> **Required action A**: Using the March 1903 chronology, decide whether each statement agrees with it. For each, answer yes or no and quote the deciding words. (i) The Ligue nationaliste canadienne was founded in Quebec by Henri Bourassa and Olivar Asselin. (ii) Hugh Guthrie Leighton died at the University of Chicago. (iii) The Martha Washington Hotel was the first hotel exclusively for women.
> **Required action B**: Reproduce the March 1903 chronology word for word, everything from "March 1, 1903" down to "2, 1903 (Monday)".

The following events occurred in March 1903:

March 1, 1903 (Sunday)
The Ligue nationaliste canadienne is founded in Quebec, Canada, by Henri Bourassa and Olivar Asselin.
23-year-old Hugh Guthrie Leighton, an electrical engineering student at the Armour Institute and former college football player at the University of Chicago, dies of dilation of the heart at his father's home in Chicago. His health had never recovered after he collapsed following a Thanksgiving 1902 football game.

March 2, 1903 (Monday)

In New York City, the Martha Washington Hotel, the first hotel exclusively for women, opens at 29 East 29th Street in Manhattan.

March 3, 1903 (Tuesday)
The British Admiralty announces plans to build a naval base at Rosyth, in the Firth of Forth.

> **Given records**:
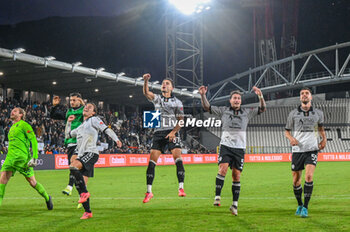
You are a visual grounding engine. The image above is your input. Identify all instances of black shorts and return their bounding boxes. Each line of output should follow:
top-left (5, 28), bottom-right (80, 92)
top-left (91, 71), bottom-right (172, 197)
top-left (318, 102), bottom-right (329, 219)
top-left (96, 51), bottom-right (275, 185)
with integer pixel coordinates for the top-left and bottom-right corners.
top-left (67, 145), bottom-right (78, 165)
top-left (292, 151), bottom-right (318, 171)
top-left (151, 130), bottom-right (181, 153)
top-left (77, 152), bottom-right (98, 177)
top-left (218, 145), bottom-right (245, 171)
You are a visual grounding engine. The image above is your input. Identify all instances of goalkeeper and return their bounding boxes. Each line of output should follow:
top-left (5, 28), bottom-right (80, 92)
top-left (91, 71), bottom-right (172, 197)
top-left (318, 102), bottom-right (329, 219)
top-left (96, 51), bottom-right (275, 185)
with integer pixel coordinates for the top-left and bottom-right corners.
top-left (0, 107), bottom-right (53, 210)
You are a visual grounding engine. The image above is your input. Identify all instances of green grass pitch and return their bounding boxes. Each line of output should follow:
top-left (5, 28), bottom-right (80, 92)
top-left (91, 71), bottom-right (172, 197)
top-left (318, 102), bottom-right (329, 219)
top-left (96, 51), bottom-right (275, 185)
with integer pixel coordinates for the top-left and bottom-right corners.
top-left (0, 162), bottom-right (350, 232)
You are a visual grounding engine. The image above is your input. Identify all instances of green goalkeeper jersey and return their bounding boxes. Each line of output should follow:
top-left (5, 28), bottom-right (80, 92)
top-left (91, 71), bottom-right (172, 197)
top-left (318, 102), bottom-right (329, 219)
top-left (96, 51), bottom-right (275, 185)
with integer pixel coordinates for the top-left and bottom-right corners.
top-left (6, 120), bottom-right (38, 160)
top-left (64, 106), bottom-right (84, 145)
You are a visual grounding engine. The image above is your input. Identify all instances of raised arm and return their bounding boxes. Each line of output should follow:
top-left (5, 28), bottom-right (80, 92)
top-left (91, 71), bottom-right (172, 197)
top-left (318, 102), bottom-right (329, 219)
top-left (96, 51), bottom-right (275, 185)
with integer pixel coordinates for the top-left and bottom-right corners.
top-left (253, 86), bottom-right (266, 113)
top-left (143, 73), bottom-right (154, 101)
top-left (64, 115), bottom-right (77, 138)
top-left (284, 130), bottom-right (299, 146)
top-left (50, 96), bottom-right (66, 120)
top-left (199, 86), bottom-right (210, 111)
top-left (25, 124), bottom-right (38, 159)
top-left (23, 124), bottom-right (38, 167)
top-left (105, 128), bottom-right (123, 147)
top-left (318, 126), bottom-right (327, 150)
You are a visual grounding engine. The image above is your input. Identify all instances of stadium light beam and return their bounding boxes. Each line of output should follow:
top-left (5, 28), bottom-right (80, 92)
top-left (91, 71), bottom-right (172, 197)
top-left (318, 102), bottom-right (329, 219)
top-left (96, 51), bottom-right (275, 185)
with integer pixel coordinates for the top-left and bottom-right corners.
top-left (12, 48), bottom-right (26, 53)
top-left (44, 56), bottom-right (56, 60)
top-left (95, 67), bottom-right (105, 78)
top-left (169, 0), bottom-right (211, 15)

> **Written reply A**:
(i) Yes: "The Ligue nationaliste canadienne is founded in Quebec, Canada, by Henri Bourassa and Olivar Asselin."
(ii) No: "dies of dilation of the heart at his father's home in Chicago"
(iii) Yes: "the Martha Washington Hotel, the first hotel exclusively for women"

> **Written reply B**:
March 1, 1903 (Sunday)
The Ligue nationaliste canadienne is founded in Quebec, Canada, by Henri Bourassa and Olivar Asselin.
23-year-old Hugh Guthrie Leighton, an electrical engineering student at the Armour Institute and former college football player at the University of Chicago, dies of dilation of the heart at his father's home in Chicago. His health had never recovered after he collapsed following a Thanksgiving 1902 football game.

March 2, 1903 (Monday)